(begin)

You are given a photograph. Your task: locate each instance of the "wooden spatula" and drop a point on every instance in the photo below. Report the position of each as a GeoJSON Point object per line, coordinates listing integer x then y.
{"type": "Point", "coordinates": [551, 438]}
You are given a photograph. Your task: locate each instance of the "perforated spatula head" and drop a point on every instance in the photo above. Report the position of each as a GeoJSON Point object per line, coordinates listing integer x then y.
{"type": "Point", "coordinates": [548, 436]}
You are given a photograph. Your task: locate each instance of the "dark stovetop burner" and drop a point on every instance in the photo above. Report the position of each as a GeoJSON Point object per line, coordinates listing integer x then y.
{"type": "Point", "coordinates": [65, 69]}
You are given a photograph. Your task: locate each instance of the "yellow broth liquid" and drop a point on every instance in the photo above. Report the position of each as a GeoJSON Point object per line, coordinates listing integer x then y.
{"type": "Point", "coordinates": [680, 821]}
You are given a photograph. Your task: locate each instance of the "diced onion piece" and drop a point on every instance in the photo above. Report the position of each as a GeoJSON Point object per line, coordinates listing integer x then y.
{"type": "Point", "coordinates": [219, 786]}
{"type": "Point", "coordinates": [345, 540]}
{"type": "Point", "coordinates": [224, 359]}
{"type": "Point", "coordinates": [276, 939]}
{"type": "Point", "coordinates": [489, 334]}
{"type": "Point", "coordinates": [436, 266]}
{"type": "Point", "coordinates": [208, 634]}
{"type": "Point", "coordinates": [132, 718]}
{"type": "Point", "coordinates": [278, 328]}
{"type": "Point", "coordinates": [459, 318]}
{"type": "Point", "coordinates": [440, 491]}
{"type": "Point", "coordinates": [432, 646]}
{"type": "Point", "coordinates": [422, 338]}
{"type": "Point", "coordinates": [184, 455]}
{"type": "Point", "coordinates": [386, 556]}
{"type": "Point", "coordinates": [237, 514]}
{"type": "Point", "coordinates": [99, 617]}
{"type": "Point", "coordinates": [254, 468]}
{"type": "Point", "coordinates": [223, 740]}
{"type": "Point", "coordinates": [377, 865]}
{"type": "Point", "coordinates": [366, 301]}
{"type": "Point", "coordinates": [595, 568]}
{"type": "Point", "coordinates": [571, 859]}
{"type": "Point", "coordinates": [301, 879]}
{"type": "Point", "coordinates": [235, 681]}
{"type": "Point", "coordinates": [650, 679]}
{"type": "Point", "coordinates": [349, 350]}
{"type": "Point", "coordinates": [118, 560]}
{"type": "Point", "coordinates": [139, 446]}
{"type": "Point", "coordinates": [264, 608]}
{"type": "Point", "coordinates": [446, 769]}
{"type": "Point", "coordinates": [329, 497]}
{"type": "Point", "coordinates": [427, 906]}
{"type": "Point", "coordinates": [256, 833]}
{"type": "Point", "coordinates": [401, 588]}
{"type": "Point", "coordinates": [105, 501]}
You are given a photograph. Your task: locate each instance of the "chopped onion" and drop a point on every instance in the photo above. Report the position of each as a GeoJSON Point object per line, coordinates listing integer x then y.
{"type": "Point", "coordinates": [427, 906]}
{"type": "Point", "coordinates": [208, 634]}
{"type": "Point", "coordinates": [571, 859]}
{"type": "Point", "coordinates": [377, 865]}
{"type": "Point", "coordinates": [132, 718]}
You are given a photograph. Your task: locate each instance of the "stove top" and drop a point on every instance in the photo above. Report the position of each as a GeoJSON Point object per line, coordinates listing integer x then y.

(end)

## Given problem
The entries above must be returned exactly.

## Correct result
You are given a photograph. Your task: locate each instance of the "wooden spatula" and drop a point on every instance in the photo below. Report the position of each as a GeoJSON Point object per line, coordinates listing integer x then y.
{"type": "Point", "coordinates": [551, 438]}
You are given a photograph. Your task: locate each instance of the "perforated spatula head" and drop a point on every instance in the photo above. Report the position of each as a GeoJSON Point object per line, coordinates listing integer x then y.
{"type": "Point", "coordinates": [548, 436]}
You are given a photograph. Your task: locate each instance of the "dark stovetop burner" and drop a point on every instance in the photo above. Report the position of each as a GeoJSON Point object per line, coordinates listing integer x then y.
{"type": "Point", "coordinates": [65, 69]}
You are given a photograph. Your task: locate each instance of the "yellow broth liquid" and drop a point on every instance in the photo above. Report the position of each as a GeoJSON Point object per line, coordinates listing integer x then y.
{"type": "Point", "coordinates": [680, 821]}
You are given a photograph. Your task: locate each instance of the "diced onion piece" and drop a point on every instance in the photo above. Report the position of each as a GeoJSON Point object per line, coordinates listing integer x then y.
{"type": "Point", "coordinates": [219, 786]}
{"type": "Point", "coordinates": [345, 540]}
{"type": "Point", "coordinates": [224, 359]}
{"type": "Point", "coordinates": [276, 939]}
{"type": "Point", "coordinates": [489, 334]}
{"type": "Point", "coordinates": [436, 266]}
{"type": "Point", "coordinates": [208, 634]}
{"type": "Point", "coordinates": [132, 718]}
{"type": "Point", "coordinates": [278, 328]}
{"type": "Point", "coordinates": [459, 318]}
{"type": "Point", "coordinates": [440, 491]}
{"type": "Point", "coordinates": [432, 646]}
{"type": "Point", "coordinates": [422, 338]}
{"type": "Point", "coordinates": [184, 455]}
{"type": "Point", "coordinates": [386, 556]}
{"type": "Point", "coordinates": [237, 514]}
{"type": "Point", "coordinates": [99, 617]}
{"type": "Point", "coordinates": [254, 468]}
{"type": "Point", "coordinates": [223, 740]}
{"type": "Point", "coordinates": [377, 865]}
{"type": "Point", "coordinates": [366, 301]}
{"type": "Point", "coordinates": [595, 568]}
{"type": "Point", "coordinates": [571, 859]}
{"type": "Point", "coordinates": [301, 879]}
{"type": "Point", "coordinates": [235, 681]}
{"type": "Point", "coordinates": [650, 679]}
{"type": "Point", "coordinates": [349, 350]}
{"type": "Point", "coordinates": [118, 560]}
{"type": "Point", "coordinates": [139, 446]}
{"type": "Point", "coordinates": [264, 608]}
{"type": "Point", "coordinates": [446, 769]}
{"type": "Point", "coordinates": [329, 497]}
{"type": "Point", "coordinates": [427, 906]}
{"type": "Point", "coordinates": [256, 833]}
{"type": "Point", "coordinates": [401, 588]}
{"type": "Point", "coordinates": [105, 501]}
You are given a photograph. Your task: locate each instance of the "chopped onion" and drop a point on every instance in the photo above. Report the position of each as a GeoJSON Point object per line, coordinates listing integer x then y.
{"type": "Point", "coordinates": [427, 906]}
{"type": "Point", "coordinates": [208, 634]}
{"type": "Point", "coordinates": [571, 859]}
{"type": "Point", "coordinates": [377, 865]}
{"type": "Point", "coordinates": [132, 718]}
You are given a photograph. Your task: locate each instance of the "stove top" and drop a point on every instance in the photo above. Report the position of each as a GeoJSON Point object per line, coordinates listing integer x then y.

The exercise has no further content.